### Work to be completed
Replace "spot" with "find" in the lines from the first one up to and including the line with "pixel 142 390", and keep everything else the same. Leave the pictures out of your answer.
>> start Exercise materials
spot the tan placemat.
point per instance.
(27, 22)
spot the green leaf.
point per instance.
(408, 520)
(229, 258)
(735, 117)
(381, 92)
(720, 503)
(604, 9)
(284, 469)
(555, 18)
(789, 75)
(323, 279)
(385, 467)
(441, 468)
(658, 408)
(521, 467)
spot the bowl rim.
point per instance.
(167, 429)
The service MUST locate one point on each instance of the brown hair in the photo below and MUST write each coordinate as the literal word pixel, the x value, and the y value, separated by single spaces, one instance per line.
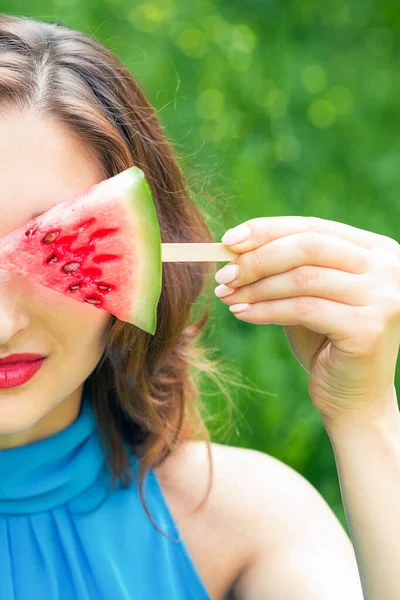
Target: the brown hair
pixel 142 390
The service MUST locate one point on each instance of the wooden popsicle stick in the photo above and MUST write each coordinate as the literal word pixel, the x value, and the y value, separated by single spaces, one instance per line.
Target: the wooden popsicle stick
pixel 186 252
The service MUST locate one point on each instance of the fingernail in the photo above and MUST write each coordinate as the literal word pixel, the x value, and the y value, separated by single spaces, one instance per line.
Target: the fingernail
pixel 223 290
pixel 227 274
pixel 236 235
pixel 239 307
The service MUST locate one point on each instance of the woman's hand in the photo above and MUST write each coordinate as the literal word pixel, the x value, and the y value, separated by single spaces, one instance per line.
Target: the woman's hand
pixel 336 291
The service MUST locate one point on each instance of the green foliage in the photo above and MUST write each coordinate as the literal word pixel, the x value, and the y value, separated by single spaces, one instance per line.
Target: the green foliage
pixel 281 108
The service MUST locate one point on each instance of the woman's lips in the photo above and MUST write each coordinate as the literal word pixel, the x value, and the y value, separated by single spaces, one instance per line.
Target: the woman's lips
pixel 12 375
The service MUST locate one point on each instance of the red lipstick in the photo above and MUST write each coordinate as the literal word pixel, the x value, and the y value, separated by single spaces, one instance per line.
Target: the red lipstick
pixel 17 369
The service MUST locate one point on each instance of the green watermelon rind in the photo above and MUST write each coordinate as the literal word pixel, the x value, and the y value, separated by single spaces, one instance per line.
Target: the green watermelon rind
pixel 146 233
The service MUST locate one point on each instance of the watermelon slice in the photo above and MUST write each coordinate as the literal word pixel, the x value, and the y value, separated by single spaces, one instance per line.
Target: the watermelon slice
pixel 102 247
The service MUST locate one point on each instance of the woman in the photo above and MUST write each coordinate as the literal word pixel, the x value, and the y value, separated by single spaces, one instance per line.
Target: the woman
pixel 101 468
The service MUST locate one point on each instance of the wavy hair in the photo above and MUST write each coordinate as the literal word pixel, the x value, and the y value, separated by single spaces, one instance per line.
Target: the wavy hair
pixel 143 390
>> end Exercise materials
### The output
find the tan placemat.
point per instance.
(27, 22)
find the green leaf.
point per instance.
(408, 520)
(229, 258)
(735, 117)
(381, 92)
(720, 503)
(604, 9)
(284, 469)
(555, 18)
(789, 75)
(323, 279)
(385, 467)
(441, 468)
(658, 408)
(521, 467)
find the bowl rim.
point per instance.
(167, 429)
The service MUST locate one point on each instance of the brown hair in the photo below and MUST write each coordinate as the literal word pixel, the x value, and the y value, separated by single spaces, one instance per line.
Target: the brown hair
pixel 142 390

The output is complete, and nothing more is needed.